● Supplied text
....................

These include pathways typically activated during situations that cause a lack of available nutrients in the body, such as exercise or calorie intake reduction. SGLT-2 inhibitors also blocked a pathway that can cause insulin resistance. The researchers also identified a new hormone mediator of SGLT-2 inhibitor treatment. Mice treated with SGLT-2 inhibitor medication had elevated levels of FGF-21, a hormone known to induce beneficial metabolic effects. Using mice lacking FGF-21, they found that FGF-21 was required for the weight loss and reduced body fat. FGF-21 did not play any role in the reduction of fat deposition in the liver. One mystery still remains, however: what are the specific mechanisms behind the reduction in cardiovascular disease risk observed in humans? This will be an important question for future studies.

....................

● Exercises
a) From the passage on SGLT-2 inhibitors, extract the part from "These include pathways" to "for future studies.".
b) In the passage on SGLT-2 inhibitors, which hormone had elevated levels in mice treated with SGLT-2 inhibitor medication?
c) List everything that the passage on SGLT-2 inhibitors describes as reduced or as undergoing a reduction.

....................

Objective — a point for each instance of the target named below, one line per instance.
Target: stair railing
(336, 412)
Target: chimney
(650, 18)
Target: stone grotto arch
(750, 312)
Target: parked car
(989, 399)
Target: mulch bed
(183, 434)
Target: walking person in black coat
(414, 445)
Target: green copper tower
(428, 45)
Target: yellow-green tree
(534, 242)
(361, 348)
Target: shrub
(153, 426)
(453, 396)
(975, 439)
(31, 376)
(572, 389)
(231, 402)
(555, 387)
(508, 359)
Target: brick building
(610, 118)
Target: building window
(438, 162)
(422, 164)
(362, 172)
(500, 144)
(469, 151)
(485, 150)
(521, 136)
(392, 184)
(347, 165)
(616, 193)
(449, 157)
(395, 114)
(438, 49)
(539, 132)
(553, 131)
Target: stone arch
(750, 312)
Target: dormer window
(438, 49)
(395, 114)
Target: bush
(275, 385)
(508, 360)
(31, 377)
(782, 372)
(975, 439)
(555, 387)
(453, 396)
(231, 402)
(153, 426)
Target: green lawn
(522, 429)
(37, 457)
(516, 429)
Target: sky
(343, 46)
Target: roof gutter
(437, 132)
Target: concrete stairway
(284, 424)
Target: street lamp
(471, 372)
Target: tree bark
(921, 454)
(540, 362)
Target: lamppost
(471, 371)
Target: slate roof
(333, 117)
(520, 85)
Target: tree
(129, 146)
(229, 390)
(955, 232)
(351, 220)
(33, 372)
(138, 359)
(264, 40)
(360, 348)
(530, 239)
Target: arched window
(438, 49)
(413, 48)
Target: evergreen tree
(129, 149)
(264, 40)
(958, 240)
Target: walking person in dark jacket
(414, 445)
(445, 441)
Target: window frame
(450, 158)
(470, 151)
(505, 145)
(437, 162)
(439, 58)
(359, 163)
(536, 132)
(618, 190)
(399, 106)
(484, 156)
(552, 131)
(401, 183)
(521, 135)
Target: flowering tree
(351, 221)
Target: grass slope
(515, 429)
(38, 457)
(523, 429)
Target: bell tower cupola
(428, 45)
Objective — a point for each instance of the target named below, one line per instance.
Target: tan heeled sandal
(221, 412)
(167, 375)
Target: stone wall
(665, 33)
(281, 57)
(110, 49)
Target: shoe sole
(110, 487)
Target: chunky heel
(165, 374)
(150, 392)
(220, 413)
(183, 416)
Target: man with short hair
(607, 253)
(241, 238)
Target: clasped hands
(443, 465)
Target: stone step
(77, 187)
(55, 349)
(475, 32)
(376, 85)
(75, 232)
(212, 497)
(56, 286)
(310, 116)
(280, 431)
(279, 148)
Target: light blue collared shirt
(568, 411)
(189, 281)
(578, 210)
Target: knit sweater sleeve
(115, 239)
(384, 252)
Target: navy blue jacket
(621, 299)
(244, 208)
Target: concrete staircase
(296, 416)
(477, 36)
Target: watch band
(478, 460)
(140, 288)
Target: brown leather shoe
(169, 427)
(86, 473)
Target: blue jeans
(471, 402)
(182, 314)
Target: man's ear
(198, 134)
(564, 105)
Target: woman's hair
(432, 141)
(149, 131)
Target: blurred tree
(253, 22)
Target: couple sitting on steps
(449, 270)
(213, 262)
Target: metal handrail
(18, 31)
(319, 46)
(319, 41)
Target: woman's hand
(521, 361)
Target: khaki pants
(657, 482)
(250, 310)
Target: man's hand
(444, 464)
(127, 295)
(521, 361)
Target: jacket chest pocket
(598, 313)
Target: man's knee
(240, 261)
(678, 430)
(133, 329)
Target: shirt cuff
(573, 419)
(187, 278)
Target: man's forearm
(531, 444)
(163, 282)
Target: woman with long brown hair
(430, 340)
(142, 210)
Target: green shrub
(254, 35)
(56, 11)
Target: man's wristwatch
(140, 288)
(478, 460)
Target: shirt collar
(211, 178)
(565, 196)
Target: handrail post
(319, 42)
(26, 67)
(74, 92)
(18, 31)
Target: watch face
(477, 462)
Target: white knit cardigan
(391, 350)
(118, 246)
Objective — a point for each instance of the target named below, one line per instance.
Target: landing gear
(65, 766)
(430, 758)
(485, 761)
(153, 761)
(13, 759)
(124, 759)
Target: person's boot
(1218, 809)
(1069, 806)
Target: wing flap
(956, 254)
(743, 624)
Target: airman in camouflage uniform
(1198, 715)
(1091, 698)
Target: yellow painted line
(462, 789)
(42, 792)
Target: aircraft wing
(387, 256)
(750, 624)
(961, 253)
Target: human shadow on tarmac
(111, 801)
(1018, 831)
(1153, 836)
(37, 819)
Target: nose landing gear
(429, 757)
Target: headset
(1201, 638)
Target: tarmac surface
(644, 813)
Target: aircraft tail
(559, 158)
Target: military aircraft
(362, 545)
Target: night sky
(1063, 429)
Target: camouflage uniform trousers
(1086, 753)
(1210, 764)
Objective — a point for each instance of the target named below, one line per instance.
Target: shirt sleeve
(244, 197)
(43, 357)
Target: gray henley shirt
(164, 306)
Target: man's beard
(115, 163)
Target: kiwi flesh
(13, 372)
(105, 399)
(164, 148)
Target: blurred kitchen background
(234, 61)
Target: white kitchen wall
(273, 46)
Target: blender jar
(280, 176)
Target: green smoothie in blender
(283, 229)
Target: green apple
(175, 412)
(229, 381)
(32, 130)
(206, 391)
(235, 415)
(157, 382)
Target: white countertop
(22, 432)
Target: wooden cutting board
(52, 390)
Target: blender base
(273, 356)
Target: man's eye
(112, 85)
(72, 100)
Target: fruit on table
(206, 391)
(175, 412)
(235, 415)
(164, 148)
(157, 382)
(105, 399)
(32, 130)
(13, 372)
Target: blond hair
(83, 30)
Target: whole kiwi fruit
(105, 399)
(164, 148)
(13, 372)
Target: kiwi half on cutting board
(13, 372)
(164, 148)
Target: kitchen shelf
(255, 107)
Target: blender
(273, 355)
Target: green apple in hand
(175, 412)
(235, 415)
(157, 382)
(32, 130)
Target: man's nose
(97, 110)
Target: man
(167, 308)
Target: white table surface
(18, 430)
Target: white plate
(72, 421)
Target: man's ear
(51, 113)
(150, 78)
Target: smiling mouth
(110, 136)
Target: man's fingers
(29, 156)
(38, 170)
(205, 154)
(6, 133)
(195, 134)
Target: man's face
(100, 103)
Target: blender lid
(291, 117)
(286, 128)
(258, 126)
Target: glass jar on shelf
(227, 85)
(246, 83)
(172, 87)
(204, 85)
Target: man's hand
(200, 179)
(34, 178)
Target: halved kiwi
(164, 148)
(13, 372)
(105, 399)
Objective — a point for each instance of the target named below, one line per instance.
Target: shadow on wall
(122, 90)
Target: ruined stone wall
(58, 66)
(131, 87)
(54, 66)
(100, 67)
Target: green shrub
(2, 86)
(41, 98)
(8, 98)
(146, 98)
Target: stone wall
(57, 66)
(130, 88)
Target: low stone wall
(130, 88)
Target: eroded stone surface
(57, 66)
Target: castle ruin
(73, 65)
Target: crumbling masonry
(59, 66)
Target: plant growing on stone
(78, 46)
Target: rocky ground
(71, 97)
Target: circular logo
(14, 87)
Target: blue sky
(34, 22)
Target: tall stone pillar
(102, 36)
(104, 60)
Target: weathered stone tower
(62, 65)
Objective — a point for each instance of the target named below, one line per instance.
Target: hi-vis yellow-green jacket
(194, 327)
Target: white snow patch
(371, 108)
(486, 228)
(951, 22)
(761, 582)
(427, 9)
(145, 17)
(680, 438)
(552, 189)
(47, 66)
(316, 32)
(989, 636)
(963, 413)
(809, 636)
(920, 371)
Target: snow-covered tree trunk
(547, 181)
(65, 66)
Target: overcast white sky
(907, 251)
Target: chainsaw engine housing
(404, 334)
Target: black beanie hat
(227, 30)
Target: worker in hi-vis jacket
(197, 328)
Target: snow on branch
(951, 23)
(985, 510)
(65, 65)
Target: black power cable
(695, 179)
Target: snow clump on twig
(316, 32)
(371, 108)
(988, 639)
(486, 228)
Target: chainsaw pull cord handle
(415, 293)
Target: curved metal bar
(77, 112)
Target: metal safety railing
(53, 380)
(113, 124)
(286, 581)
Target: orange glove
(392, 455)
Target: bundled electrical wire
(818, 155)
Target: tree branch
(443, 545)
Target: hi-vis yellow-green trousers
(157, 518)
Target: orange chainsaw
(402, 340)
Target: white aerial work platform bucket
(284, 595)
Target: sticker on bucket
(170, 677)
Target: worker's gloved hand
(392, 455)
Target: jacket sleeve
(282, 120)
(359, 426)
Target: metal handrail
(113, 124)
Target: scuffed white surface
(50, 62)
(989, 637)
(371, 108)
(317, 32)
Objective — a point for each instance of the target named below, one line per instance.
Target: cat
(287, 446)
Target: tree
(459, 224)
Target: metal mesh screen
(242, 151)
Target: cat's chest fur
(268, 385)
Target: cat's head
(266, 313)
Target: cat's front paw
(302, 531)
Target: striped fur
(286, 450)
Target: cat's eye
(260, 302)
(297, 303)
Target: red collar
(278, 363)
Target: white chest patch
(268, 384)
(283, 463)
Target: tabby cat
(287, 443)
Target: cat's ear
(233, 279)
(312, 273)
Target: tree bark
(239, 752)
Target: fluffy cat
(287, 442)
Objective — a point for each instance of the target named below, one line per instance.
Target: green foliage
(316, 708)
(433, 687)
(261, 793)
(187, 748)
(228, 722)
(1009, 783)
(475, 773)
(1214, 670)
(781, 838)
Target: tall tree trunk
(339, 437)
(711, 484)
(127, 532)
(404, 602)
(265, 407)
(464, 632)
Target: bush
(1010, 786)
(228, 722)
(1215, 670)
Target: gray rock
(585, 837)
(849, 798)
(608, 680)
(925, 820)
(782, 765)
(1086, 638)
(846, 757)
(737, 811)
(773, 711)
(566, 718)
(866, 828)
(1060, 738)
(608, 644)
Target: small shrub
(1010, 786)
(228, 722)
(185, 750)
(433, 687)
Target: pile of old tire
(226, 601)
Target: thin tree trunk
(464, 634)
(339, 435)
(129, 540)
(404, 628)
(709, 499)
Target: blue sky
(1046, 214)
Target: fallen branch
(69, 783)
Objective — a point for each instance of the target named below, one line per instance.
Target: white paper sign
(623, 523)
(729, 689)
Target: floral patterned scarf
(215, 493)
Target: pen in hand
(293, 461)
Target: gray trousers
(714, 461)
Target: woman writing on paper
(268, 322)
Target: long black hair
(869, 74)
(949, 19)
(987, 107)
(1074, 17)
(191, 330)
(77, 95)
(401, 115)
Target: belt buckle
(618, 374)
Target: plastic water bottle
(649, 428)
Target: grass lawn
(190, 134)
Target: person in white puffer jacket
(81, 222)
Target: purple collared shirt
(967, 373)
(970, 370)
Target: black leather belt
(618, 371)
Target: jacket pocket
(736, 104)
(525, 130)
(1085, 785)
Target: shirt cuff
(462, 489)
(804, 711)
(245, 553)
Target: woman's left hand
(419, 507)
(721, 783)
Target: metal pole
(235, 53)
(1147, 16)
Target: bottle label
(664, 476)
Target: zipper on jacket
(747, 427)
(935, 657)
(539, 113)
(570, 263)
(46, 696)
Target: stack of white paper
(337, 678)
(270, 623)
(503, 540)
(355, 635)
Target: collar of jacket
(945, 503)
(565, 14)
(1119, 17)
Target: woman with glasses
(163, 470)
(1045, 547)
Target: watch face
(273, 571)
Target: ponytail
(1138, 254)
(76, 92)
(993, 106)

....................

● Answers for the tasks
a)
These include pathways typically activated during situations that cause a lack of available nutrients in the body, such as exercise or calorie intake reduction. SGLT-2 inhibitors also blocked a pathway that can cause insulin resistance. The researchers also identified a new hormone mediator of SGLT-2 inhibitor treatment. Mice treated with SGLT-2 inhibitor medication had elevated levels of FGF-21, a hormone known to induce beneficial metabolic effects. Using mice lacking FGF-21, they found that FGF-21 was required for the weight loss and reduced body fat. FGF-21 did not play any role in the reduction of fat deposition in the liver. One mystery still remains, however: what are the specific mechanisms behind the reduction in cardiovascular disease risk observed in humans? This will be an important question for future studies.

b) FGF-21

c)
Calorie intake
Body fat
Fat deposition in the liver
Cardiovascular disease risk